◆ **Exercise description**: Copy the material from its first line through the line containing "POLYGON ((652 352, 643", swapping every "mailbox" for "letterbox" and leaving everything else unchanged.

◆ **Given data**:
========================================================================
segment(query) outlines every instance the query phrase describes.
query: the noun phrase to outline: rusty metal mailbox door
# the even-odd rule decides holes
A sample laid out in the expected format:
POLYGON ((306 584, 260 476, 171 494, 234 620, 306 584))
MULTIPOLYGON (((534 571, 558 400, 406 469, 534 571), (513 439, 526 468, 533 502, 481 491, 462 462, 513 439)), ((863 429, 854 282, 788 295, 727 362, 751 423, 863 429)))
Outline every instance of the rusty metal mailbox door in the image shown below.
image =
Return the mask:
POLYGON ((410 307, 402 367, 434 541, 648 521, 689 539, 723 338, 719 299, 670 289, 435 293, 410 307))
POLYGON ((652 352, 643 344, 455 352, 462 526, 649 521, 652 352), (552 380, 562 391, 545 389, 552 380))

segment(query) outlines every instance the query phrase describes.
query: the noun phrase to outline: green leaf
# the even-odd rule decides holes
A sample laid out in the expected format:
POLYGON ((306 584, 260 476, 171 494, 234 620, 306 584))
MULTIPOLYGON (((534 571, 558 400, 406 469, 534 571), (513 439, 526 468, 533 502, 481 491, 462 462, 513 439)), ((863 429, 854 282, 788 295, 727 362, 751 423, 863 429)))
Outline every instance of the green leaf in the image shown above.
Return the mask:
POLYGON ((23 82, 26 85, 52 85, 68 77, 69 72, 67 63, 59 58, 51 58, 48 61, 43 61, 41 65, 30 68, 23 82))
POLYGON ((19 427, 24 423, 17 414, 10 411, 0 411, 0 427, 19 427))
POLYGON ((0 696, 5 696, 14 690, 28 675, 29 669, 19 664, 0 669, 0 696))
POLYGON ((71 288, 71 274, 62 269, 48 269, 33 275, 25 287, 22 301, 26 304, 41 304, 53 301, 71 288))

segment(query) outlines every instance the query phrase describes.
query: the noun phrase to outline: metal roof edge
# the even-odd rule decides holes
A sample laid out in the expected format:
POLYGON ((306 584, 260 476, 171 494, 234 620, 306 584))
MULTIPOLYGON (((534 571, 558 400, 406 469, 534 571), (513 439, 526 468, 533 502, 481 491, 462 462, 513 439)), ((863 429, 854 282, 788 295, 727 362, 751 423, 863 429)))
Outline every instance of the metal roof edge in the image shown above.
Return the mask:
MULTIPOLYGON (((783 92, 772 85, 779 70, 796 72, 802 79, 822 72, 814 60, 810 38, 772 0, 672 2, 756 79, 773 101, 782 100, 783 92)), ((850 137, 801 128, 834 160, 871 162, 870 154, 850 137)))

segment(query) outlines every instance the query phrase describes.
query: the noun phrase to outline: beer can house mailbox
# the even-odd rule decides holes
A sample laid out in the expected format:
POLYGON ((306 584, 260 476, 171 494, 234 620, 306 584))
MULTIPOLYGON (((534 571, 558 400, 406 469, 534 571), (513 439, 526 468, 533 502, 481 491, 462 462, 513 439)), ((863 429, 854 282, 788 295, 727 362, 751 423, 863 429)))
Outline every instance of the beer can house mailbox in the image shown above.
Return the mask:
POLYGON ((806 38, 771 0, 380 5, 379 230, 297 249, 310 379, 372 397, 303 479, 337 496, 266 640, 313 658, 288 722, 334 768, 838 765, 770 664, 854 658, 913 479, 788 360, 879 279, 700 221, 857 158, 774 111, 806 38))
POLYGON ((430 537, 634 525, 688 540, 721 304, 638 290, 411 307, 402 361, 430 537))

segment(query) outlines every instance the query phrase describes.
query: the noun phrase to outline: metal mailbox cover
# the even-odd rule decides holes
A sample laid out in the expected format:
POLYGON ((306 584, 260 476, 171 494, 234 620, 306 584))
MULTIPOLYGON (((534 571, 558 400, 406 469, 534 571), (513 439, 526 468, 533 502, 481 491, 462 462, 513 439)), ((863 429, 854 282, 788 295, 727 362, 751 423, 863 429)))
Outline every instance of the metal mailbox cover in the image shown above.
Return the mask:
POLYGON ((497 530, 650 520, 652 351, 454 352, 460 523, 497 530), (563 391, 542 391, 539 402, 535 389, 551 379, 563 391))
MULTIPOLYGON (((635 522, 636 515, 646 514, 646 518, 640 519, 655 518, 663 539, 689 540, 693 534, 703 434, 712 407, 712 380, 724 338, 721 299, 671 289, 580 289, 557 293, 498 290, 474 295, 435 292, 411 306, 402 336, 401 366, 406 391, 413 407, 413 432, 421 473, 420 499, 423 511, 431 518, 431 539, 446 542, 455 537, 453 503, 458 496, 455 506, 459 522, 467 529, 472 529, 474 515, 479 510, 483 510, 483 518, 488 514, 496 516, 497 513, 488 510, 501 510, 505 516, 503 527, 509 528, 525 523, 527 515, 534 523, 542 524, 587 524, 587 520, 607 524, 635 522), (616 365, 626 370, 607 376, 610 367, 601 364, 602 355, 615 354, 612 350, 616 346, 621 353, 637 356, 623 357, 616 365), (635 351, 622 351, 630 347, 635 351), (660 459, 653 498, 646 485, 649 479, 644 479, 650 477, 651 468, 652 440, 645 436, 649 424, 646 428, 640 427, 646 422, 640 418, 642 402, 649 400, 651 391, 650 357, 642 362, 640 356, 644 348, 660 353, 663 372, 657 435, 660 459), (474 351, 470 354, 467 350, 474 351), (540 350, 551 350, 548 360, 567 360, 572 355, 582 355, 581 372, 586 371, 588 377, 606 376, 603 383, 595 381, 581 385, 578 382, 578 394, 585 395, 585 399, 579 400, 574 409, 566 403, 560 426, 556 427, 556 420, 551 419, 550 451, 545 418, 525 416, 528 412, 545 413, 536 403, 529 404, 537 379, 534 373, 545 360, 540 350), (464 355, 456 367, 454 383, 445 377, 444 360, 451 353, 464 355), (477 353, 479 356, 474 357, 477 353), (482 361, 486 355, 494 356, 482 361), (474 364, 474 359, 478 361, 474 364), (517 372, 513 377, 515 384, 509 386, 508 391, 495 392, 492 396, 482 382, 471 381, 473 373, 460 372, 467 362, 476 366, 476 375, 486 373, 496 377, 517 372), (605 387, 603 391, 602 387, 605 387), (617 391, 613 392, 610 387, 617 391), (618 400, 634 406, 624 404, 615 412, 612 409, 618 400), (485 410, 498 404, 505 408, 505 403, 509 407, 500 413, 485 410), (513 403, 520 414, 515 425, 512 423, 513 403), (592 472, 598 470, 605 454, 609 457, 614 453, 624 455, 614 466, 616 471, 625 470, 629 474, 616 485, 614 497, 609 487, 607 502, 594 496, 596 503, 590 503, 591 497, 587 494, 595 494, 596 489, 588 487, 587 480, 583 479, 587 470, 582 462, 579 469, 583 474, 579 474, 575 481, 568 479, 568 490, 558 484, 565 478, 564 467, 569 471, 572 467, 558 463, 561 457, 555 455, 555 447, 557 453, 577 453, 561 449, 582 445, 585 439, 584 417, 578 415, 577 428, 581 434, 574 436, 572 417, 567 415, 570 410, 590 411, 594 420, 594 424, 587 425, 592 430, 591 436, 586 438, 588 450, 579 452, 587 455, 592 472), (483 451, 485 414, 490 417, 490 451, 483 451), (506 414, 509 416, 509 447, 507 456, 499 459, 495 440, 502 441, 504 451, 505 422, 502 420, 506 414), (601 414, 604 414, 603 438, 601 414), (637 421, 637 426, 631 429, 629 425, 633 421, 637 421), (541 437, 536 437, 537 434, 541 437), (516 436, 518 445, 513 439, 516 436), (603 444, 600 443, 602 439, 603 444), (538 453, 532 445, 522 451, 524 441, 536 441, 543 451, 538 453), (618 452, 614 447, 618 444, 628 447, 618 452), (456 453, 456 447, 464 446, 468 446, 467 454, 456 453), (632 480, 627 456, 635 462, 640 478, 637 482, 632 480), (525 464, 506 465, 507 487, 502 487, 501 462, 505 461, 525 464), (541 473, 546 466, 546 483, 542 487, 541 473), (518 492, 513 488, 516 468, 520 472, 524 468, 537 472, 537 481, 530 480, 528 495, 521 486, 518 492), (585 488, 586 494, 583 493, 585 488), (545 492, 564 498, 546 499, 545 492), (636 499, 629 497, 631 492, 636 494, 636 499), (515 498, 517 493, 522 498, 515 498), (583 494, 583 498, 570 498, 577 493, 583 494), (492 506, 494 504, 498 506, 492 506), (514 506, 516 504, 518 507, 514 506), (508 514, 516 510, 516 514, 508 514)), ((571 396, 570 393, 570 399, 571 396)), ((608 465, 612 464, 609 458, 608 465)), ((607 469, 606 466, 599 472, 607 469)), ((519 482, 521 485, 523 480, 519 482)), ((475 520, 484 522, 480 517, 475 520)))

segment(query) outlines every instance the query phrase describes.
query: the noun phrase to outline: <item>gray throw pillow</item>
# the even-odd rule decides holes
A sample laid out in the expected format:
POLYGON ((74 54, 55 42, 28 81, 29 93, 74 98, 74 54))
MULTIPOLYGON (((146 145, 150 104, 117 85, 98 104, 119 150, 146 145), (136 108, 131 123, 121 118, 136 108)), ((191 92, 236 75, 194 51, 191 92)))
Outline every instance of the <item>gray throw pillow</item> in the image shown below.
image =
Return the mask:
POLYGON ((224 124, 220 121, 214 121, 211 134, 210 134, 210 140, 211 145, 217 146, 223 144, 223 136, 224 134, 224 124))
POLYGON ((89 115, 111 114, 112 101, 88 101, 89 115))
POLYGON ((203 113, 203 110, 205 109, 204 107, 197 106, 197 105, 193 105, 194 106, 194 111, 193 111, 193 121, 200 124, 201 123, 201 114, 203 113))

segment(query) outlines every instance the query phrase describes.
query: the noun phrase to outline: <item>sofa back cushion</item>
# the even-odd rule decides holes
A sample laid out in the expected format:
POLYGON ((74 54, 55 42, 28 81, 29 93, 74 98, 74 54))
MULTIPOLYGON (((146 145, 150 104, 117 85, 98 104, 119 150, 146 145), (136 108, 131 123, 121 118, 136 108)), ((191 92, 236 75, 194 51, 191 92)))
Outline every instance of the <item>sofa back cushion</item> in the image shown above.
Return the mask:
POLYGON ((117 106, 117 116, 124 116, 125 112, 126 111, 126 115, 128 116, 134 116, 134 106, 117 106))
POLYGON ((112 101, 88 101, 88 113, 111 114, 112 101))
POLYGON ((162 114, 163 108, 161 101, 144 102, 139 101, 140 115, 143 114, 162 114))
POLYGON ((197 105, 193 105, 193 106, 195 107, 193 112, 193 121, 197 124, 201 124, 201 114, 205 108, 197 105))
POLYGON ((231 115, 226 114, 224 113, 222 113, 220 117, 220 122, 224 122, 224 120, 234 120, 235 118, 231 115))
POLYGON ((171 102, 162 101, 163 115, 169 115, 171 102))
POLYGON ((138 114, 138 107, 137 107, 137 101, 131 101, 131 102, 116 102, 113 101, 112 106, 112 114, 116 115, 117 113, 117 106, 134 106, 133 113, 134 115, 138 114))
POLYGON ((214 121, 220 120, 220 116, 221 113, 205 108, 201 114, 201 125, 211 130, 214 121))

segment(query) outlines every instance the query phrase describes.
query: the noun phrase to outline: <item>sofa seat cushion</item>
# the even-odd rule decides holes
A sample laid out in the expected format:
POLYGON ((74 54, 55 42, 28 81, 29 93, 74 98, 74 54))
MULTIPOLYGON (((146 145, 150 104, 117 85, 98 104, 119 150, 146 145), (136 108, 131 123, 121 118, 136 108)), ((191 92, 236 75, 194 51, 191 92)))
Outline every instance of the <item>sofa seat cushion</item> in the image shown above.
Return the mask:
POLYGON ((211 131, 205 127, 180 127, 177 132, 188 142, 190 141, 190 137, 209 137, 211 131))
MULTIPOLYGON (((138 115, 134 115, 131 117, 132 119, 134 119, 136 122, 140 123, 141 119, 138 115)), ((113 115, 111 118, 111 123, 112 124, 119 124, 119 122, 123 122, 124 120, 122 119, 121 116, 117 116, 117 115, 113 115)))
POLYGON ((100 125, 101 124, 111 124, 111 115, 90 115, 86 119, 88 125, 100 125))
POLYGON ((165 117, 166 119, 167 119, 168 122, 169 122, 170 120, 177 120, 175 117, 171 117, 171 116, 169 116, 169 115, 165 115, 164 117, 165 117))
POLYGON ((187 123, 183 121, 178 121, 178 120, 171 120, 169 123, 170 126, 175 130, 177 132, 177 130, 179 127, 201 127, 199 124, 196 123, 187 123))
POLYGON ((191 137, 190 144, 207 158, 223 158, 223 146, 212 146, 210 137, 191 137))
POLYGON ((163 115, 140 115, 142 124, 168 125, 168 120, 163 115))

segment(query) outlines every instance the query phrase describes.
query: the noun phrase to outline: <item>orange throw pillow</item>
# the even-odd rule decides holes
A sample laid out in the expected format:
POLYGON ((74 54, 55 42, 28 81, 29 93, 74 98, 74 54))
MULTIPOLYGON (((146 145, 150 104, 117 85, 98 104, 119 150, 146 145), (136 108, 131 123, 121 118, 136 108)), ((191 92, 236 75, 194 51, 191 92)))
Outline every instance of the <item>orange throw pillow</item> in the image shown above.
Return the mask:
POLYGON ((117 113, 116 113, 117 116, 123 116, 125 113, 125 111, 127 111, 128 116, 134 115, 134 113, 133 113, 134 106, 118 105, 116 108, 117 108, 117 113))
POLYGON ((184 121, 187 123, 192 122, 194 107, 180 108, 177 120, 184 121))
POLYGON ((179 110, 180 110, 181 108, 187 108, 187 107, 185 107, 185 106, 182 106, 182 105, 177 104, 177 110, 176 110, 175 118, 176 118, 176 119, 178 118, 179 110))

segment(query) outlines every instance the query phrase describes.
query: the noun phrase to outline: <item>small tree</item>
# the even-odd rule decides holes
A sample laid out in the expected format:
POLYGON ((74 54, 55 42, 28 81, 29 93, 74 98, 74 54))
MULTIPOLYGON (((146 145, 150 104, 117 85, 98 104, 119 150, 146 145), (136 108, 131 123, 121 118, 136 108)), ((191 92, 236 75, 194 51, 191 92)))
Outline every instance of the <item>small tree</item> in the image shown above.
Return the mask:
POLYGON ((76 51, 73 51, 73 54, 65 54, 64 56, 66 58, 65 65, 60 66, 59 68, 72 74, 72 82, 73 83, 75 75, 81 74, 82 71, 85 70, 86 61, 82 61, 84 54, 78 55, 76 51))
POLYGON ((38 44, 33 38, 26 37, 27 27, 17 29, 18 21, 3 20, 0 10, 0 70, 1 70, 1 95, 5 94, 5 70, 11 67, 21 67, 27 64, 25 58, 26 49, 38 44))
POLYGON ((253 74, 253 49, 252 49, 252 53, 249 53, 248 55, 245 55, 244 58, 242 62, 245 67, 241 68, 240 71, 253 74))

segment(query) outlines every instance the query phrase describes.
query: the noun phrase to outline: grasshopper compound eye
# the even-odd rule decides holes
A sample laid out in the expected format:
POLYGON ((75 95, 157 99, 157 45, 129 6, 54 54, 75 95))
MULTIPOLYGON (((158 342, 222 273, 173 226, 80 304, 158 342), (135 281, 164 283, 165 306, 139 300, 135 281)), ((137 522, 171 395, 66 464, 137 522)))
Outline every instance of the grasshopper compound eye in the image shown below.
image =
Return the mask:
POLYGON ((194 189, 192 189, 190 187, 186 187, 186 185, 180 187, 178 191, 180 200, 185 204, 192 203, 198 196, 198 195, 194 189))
========================================================================
◆ **Exercise output**:
segment(query) outlines every instance the query phrase describes.
query: the noun phrase to outline: rusty metal letterbox door
# the even-odd rule decides holes
A sample laid out in the expected format:
POLYGON ((306 584, 260 476, 171 494, 234 620, 306 584))
MULTIPOLYGON (((534 571, 558 400, 406 469, 534 571), (513 439, 526 468, 533 502, 481 491, 462 462, 513 439)), ((863 429, 854 282, 788 295, 727 362, 751 423, 863 429)))
Outline every instance of the rusty metal letterbox door in the image shown below.
image =
Return the mask:
POLYGON ((410 307, 402 367, 434 541, 648 521, 689 539, 723 338, 719 299, 670 289, 435 293, 410 307))
POLYGON ((652 352, 643 344, 455 352, 462 526, 649 521, 652 352), (552 380, 562 391, 545 389, 552 380))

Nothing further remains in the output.